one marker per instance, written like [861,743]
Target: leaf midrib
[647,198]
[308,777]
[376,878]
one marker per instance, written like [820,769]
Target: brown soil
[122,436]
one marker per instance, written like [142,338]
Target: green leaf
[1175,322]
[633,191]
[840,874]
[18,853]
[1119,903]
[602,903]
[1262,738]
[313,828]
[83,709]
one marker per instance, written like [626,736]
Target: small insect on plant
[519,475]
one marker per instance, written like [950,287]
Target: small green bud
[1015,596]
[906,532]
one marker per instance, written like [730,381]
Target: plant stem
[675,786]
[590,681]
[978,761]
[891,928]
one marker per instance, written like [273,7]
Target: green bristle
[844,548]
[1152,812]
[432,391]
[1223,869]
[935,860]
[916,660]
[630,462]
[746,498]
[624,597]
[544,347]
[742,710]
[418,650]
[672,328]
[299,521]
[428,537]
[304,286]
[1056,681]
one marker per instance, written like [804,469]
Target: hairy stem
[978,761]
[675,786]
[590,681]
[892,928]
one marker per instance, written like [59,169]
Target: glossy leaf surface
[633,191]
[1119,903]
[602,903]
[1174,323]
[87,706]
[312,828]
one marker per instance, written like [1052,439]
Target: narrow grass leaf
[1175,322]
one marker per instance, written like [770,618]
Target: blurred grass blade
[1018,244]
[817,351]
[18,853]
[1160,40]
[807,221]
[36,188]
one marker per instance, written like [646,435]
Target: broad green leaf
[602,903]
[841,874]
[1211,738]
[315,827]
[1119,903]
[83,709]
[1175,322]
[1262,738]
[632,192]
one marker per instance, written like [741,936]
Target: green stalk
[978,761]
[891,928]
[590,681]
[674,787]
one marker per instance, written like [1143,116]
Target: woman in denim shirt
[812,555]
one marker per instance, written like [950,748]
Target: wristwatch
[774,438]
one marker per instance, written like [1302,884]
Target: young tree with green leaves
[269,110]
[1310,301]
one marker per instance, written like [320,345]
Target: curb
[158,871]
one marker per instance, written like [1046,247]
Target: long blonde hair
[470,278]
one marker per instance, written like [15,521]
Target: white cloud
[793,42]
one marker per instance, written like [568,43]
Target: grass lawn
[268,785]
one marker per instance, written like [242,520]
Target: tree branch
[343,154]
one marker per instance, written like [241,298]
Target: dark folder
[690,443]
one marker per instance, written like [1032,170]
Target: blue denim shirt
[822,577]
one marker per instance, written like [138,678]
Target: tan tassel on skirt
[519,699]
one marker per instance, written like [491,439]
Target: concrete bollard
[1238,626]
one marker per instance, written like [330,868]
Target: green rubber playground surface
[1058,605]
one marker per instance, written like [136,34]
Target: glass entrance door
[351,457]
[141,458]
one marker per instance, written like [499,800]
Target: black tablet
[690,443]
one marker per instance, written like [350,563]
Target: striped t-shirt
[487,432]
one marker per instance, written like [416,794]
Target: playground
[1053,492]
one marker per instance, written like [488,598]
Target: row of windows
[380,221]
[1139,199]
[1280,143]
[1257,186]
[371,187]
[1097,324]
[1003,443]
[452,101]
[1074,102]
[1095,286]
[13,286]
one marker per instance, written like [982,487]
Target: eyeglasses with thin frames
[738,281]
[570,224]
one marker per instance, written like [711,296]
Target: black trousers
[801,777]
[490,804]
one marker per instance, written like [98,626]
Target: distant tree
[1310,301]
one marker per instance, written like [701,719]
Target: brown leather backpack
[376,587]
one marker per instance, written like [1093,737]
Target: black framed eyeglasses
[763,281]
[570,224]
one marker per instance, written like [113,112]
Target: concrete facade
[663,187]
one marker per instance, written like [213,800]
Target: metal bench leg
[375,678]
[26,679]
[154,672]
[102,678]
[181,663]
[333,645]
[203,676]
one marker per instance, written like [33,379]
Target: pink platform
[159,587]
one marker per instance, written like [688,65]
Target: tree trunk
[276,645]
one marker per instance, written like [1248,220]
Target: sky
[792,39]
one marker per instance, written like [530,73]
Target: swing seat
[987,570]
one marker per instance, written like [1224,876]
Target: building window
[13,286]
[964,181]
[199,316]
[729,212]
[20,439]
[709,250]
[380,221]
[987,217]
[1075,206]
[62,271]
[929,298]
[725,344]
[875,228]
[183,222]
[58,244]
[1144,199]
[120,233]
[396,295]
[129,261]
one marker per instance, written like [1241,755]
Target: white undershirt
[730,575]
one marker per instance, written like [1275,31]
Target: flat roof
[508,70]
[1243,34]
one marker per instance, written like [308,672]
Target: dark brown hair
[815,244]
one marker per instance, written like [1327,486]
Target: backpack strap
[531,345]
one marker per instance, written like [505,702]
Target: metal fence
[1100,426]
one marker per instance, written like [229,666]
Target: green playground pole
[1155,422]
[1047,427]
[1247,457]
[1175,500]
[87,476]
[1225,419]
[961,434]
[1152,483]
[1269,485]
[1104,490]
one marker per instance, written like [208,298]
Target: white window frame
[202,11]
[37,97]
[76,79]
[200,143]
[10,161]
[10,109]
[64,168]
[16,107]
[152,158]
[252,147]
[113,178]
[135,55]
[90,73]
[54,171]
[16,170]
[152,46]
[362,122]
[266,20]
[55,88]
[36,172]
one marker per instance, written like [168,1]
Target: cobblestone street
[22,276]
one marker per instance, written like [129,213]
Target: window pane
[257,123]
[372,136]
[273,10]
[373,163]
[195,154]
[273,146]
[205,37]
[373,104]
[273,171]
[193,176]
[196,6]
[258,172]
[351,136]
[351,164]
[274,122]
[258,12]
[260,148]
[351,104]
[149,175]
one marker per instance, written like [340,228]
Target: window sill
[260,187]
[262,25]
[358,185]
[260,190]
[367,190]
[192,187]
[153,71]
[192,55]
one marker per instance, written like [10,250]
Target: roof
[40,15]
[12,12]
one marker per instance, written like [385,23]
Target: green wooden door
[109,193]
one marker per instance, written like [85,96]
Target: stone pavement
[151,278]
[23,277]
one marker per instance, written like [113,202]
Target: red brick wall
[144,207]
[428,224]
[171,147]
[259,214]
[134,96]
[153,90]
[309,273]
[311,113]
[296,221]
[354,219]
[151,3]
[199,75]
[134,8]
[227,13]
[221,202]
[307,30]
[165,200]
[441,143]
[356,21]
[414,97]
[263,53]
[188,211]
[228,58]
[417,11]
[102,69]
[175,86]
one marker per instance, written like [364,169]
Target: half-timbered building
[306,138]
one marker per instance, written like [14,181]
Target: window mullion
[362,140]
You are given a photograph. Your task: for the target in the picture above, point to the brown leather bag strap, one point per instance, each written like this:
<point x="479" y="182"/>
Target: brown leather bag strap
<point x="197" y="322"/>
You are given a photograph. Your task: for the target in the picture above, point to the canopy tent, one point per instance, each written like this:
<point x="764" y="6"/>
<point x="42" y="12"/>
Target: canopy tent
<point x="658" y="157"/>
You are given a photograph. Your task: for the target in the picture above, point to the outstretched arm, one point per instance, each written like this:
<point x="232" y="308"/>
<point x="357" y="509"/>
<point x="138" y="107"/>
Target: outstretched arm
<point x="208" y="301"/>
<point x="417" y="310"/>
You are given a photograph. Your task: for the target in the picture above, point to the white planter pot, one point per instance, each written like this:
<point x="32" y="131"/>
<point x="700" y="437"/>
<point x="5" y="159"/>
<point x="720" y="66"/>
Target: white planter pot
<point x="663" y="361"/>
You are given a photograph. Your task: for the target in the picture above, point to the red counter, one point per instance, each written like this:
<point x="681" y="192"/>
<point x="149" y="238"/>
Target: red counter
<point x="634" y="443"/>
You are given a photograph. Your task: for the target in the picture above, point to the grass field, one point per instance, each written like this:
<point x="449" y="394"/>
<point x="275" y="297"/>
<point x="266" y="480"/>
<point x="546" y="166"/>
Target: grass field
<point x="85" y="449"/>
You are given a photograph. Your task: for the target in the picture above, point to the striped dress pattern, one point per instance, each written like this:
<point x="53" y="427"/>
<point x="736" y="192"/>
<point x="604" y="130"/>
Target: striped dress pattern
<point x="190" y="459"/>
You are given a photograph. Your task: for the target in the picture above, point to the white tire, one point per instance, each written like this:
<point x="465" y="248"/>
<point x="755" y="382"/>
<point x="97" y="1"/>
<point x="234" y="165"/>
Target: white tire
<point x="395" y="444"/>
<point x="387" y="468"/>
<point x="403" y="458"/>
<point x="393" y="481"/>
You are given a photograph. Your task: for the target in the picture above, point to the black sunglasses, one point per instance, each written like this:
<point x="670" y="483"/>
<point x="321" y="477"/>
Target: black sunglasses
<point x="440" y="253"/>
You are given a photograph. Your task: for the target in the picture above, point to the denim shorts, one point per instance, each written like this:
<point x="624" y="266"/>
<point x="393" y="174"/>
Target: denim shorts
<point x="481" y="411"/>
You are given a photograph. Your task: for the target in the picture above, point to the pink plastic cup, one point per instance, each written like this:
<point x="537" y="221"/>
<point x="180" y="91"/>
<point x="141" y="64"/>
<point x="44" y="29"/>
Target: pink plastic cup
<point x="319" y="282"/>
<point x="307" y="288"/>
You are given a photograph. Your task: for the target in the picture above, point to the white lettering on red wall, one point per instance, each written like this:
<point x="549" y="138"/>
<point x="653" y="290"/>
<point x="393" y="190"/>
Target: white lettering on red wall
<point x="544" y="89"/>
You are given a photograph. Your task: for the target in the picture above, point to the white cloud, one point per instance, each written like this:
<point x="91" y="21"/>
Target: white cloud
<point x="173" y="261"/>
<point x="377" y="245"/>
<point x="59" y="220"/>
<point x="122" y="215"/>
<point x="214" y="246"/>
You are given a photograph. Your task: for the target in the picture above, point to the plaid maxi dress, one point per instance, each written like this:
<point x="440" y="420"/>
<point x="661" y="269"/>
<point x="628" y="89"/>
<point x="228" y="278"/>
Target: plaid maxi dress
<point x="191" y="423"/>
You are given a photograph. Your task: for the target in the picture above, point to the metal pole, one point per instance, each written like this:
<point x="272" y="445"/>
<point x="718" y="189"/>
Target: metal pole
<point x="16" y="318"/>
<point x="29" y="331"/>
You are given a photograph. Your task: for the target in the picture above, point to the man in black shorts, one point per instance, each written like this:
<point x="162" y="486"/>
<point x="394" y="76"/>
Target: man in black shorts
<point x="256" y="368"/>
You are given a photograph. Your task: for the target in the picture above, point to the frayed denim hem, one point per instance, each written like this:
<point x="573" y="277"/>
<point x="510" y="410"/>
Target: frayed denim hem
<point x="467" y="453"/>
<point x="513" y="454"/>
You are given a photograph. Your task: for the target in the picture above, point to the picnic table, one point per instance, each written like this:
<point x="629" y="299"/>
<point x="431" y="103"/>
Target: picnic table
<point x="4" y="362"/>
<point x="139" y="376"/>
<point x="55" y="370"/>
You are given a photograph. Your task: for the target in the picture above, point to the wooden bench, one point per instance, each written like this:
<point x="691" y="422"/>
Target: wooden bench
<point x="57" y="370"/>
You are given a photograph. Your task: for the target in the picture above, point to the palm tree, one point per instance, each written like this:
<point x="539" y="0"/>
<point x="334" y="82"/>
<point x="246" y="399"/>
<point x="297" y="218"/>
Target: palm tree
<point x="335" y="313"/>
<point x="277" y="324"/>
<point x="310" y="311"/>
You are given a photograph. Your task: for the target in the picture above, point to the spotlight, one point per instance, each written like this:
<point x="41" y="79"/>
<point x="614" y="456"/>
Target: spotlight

----

* [Written exercise] Write out the lines above from the one containing "to the picnic" through the last, exactly as they are.

* [Exercise answer]
You are given a photograph. Your task: for the target in the picture above, point to the picnic table, one point per instance, each written like this:
<point x="629" y="299"/>
<point x="431" y="103"/>
Target: picnic table
<point x="4" y="362"/>
<point x="139" y="376"/>
<point x="55" y="370"/>
You are given a photograph. Your task: for the target in the picture above, point to the wooden bench, one point per instance, each written like this:
<point x="691" y="422"/>
Target: wooden bench
<point x="57" y="370"/>
You are given a photograph. Your task: for the target in the picture above, point to the palm tree, one point per instance, each written like this:
<point x="539" y="0"/>
<point x="334" y="82"/>
<point x="246" y="399"/>
<point x="297" y="218"/>
Target: palm tree
<point x="335" y="313"/>
<point x="277" y="324"/>
<point x="310" y="311"/>
You are given a photograph. Your task: for the target in the picture above, point to the spotlight, one point per instance, each written like this:
<point x="41" y="79"/>
<point x="614" y="456"/>
Target: spotlight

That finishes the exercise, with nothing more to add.